Stated goal: Please retype the whole listing below word for word, keeping every line unchanged.

--- Start of Dataset rows ---

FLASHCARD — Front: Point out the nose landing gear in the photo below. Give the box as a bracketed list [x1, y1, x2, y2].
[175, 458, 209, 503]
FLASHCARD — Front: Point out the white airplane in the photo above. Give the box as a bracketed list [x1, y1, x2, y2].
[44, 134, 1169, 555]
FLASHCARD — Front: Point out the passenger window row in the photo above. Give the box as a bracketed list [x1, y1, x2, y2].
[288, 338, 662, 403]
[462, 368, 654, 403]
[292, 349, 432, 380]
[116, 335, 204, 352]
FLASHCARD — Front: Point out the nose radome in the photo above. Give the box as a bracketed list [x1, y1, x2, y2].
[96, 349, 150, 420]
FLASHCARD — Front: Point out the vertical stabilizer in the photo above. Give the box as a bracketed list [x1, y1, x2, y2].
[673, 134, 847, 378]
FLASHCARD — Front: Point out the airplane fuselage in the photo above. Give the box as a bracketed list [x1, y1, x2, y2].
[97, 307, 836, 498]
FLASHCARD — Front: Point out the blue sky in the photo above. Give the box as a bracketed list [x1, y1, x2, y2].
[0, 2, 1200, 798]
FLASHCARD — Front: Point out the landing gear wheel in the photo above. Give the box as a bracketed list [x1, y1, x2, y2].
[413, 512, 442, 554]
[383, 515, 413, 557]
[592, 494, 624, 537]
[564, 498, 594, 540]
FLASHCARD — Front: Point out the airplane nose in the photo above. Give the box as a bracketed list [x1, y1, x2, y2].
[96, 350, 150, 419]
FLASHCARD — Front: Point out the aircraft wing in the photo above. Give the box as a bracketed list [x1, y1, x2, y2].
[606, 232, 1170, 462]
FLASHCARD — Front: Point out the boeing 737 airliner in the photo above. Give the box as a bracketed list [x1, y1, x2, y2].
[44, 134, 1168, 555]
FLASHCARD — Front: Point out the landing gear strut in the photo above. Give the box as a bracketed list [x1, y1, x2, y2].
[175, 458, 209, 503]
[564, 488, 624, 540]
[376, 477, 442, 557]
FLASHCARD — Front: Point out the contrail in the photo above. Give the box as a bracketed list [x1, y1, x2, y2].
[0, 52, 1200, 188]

--- End of Dataset rows ---

Output for this exercise:
FLASHCARD — Front: Point out the nose landing gear in the photo below. Give the box as a bracketed list [x1, y1, x2, y2].
[175, 458, 209, 503]
FLASHCARD — Front: Point out the white airplane in the photo above. Give the box as a bracketed list [x1, y1, x2, y2].
[44, 134, 1169, 555]
FLASHCARD — Front: Point out the passenger window row in the photo above. Give the box as a bracketed list [x1, y1, x2, y2].
[288, 338, 662, 403]
[462, 368, 654, 403]
[292, 349, 432, 380]
[116, 335, 204, 352]
FLASHCARD — Front: Point out the nose radome in the photo above. Give the box as a bracketed list [x1, y1, x2, y2].
[96, 349, 150, 420]
FLASHCARD — Front: Point out the vertical stabilizer in the photo above. Give the box as a bracketed list [x1, y1, x2, y2].
[673, 134, 847, 378]
FLASHCARD — Front: Point out the airplane fuselage in the photo above. Give the box as a bracketed list [x1, y1, x2, y2].
[97, 307, 836, 498]
FLASHCARD — Front: Point out the blue sky in the photo above. Give the box as a bracketed list [x1, y1, x2, y2].
[0, 2, 1200, 798]
FLASHCARD — Front: Point out the landing gear wheel in the photo above. Give the box as a bracketed list [x1, y1, x2, y2].
[413, 512, 442, 554]
[383, 515, 413, 557]
[592, 494, 624, 537]
[564, 498, 594, 540]
FLASHCARD — Front: Point out the airplane nose in the photo above. Give the box as a bracketed list [x1, y1, x2, y2].
[96, 350, 150, 419]
FLASHCARD — Front: Point out the aircraft wing in the photo above. Give the box as a bracketed list [x1, y1, x2, y2].
[606, 232, 1170, 462]
FLASHCARD — Front: Point out the boeing 737 airliner in the photo above. Give the box as a bracketed list [x1, y1, x2, y2].
[44, 134, 1168, 555]
FLASHCARD — Front: Point out the landing gear strut in the photo above. Give the box as a bracketed list [x1, y1, x2, y2].
[175, 458, 209, 503]
[564, 488, 624, 540]
[376, 477, 442, 557]
FLASHCARD — Front: Point out the contrail in the photo above. Give the box as a bracketed list [x1, y1, x2, y2].
[0, 52, 1200, 188]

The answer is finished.